* Start SELECTED EXTRACT *

That is exactly what happened with me. My horror stories with my EA90SLX's are well documented on this forum. They even sent me the cheaper but more "reliable" SL's as well, only to have a spoke blow with about 300 miles! I feel totally ripped off by Easton. I am put over 5,000 miles on my Mavic's the remainder of last year, and have an additional 2,000 trouble free miles on them!


----------



## Har

*trek5*

good to hear you, yeah man it was crazy and the thing is with all the fixes and even worse when they sent the SL's which no way rode lke the SLX's i always dreamed of the perfect running pair of SLX's for the couple of uninterupted months that they did work I loved how they rode and spun up. Man i didnt even cover all that happen when they approved the step down to SL's guess what sowed up my door a week later. ONE yes ONE EA 90 AERO. Unreal. They couldnt even get the order right.

I was told 3 yearsago to get the Mavics and I had Elite's on an older bike. Anyway all behind me now and loving the new Mav's, a little bit of a stiffer wheel but i am very pleased!

* End SELECTED EXTRACT *
* Start DATA RECORDS *

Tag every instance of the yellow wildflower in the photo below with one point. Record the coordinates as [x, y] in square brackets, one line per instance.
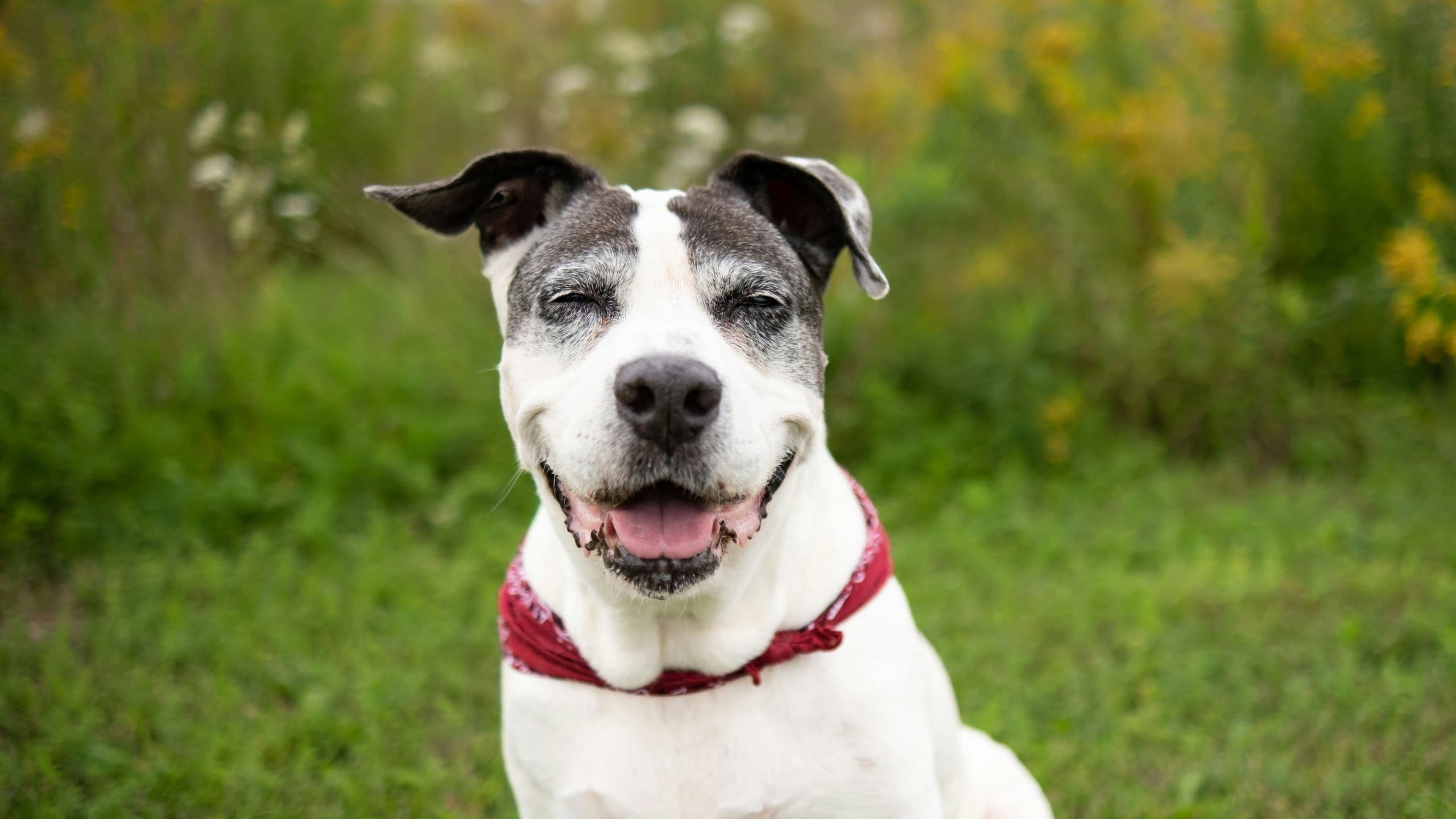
[1433, 201]
[1410, 258]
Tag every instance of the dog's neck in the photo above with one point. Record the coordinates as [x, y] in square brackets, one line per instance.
[787, 576]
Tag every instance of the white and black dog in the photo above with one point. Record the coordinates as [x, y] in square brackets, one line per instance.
[663, 378]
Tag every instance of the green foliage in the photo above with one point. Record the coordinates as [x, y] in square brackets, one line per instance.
[255, 490]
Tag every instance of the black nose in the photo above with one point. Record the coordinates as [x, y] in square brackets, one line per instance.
[667, 398]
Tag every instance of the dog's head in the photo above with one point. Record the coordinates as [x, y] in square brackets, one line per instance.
[663, 359]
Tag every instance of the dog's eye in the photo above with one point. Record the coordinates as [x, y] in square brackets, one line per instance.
[760, 301]
[573, 297]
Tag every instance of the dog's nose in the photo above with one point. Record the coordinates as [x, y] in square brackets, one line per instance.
[667, 398]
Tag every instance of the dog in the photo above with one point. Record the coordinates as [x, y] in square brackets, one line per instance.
[663, 379]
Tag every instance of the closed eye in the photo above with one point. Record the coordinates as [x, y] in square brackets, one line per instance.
[571, 296]
[760, 301]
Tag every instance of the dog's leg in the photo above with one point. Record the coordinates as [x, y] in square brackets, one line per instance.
[1002, 786]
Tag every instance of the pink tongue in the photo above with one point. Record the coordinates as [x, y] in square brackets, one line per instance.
[663, 525]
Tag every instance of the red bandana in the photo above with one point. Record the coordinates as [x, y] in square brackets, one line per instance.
[533, 639]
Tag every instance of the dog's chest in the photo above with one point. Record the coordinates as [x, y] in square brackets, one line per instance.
[819, 738]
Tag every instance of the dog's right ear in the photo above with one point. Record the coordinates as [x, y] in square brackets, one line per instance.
[506, 195]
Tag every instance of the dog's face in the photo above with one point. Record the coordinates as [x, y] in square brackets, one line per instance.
[663, 359]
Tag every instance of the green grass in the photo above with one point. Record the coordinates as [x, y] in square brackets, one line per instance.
[253, 547]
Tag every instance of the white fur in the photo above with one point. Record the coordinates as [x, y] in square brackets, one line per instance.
[870, 729]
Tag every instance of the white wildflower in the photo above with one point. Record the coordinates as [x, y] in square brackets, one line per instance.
[243, 226]
[207, 126]
[376, 97]
[494, 101]
[306, 231]
[32, 126]
[568, 81]
[625, 47]
[702, 127]
[296, 206]
[783, 131]
[742, 24]
[248, 185]
[634, 79]
[295, 129]
[213, 171]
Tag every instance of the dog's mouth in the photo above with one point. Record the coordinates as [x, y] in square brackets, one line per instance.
[663, 538]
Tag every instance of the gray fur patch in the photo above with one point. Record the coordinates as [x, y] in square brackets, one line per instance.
[736, 255]
[589, 250]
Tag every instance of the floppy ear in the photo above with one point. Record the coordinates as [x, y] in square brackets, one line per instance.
[819, 210]
[504, 195]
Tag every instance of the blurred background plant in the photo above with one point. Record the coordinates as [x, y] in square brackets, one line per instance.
[1219, 229]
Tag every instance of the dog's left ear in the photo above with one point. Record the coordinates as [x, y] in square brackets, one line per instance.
[817, 208]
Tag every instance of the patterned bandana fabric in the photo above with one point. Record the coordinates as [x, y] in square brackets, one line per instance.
[533, 639]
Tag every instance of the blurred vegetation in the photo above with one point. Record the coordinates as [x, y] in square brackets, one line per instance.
[1163, 390]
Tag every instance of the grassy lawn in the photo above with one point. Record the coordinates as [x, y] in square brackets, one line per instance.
[253, 550]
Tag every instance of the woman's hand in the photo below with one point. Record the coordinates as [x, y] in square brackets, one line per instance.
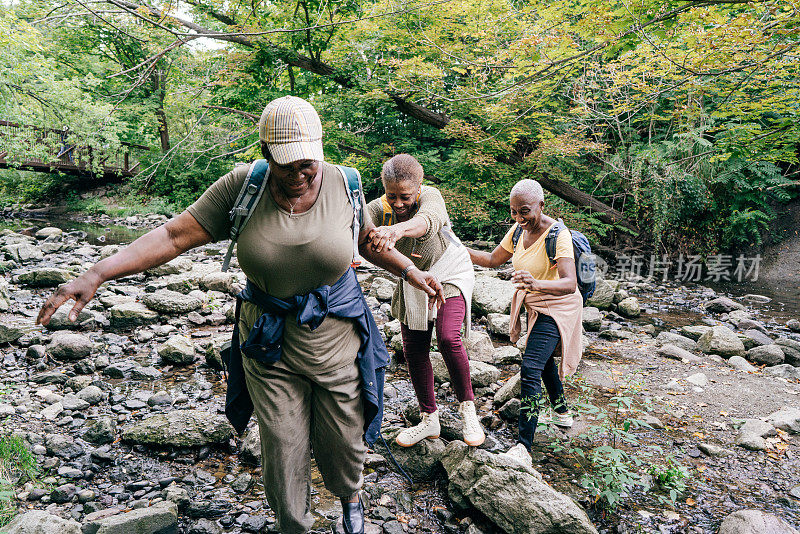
[428, 283]
[384, 237]
[81, 290]
[525, 280]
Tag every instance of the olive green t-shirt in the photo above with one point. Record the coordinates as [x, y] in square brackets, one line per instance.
[286, 255]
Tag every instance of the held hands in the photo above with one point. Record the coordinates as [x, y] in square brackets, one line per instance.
[429, 284]
[384, 237]
[81, 290]
[525, 280]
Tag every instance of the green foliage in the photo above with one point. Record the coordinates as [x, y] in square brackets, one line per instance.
[614, 460]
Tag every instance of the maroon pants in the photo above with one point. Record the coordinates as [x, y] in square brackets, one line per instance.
[417, 347]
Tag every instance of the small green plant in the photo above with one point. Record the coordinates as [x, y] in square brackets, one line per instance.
[670, 477]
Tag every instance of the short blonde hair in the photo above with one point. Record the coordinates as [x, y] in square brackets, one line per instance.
[400, 168]
[530, 189]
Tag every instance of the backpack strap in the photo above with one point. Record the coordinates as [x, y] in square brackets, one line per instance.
[551, 240]
[352, 183]
[515, 236]
[250, 194]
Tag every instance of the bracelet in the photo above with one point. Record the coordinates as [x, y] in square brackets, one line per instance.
[404, 273]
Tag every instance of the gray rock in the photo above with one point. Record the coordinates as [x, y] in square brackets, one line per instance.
[603, 296]
[506, 355]
[479, 347]
[757, 337]
[722, 305]
[175, 266]
[511, 389]
[592, 319]
[181, 428]
[130, 315]
[766, 354]
[102, 431]
[161, 518]
[178, 350]
[787, 419]
[62, 446]
[683, 342]
[721, 340]
[783, 371]
[492, 295]
[511, 495]
[227, 283]
[740, 364]
[671, 351]
[45, 277]
[482, 374]
[421, 461]
[70, 346]
[791, 350]
[251, 447]
[41, 522]
[629, 307]
[171, 302]
[382, 288]
[754, 522]
[694, 332]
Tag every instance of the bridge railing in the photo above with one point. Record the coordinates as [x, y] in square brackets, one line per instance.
[51, 149]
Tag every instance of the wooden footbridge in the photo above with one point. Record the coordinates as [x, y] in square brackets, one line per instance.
[52, 150]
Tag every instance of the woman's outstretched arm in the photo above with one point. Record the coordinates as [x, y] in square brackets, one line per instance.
[156, 247]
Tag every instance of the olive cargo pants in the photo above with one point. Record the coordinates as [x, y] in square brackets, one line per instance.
[300, 412]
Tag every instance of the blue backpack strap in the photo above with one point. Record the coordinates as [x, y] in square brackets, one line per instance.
[245, 204]
[352, 182]
[551, 240]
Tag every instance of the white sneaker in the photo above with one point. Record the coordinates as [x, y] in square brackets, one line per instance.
[564, 420]
[427, 428]
[473, 431]
[520, 454]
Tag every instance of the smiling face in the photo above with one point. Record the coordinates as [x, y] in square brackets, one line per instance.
[294, 178]
[402, 196]
[527, 211]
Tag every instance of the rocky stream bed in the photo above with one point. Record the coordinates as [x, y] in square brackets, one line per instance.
[124, 408]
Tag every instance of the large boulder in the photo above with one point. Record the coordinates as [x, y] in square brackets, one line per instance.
[592, 319]
[479, 346]
[721, 340]
[178, 350]
[421, 461]
[70, 346]
[603, 296]
[511, 389]
[161, 518]
[492, 295]
[754, 522]
[766, 354]
[41, 522]
[179, 428]
[130, 315]
[629, 307]
[482, 374]
[45, 277]
[670, 338]
[171, 302]
[513, 496]
[722, 305]
[791, 350]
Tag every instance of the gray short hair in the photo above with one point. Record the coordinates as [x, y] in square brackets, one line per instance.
[530, 189]
[402, 167]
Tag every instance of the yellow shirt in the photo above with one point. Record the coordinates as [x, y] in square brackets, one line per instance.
[534, 258]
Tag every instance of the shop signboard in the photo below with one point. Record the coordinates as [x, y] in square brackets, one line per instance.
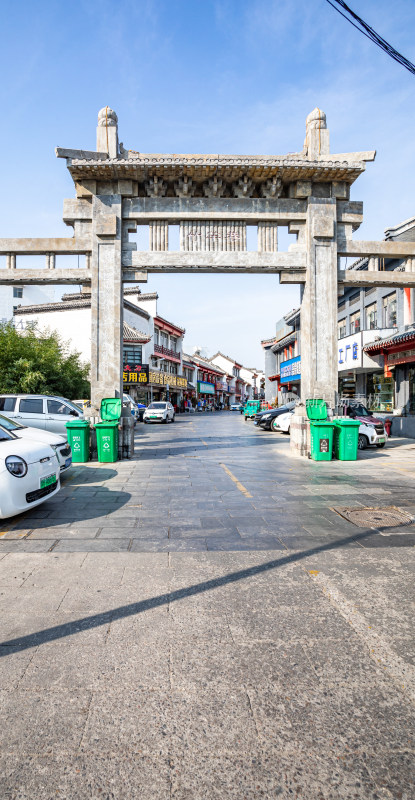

* End DATA RECORDS *

**INSTRUCTIONS FOR THE TASK**:
Resume the forum thread about Easton wheel failures after its final sentence. The items have no connection to the forum thread about Easton wheel failures.

**RESULT**:
----------



## Feltrider05

I broke 3 spokes in less than a year and went back to performance and got my money back. easton ea90 slx are junk......


----------



## CleavesF

You guys realize Easton doesn't make the spokes right?

Sapim CX-Rays had a huge recall.


----------



## Feltrider05

That doesn't explain the hub issues though.


----------



## Har

*Sapim CX-Rays had a huge recall joke*

This excuse has run its course, they are stil using the same recall spokes from 2008, i dont think so. I bought a set of wheels from Easton, their name and logo are all over the wheels, if i have a problem with the Easton wheels I dont contact Sapim i contact Easton. Who what or how Easton source there parts out is on Easton.


----------



## Andrew L

I think it's very important to differentiate if the Easton wheels were purchased from Performance bike. From all of the posts I have read it seems the majority of broken spokes were on the Performance special editions for $599.


----------



## CleavesF

All I know is I've been riding my SLX for what? 5 years now with no issues. No spoke issues, no hub issues. Several thousand miles on them. Then again I weight 140 lbs... so... I am SLX?

FYI, I did not buy the Performance Bike version.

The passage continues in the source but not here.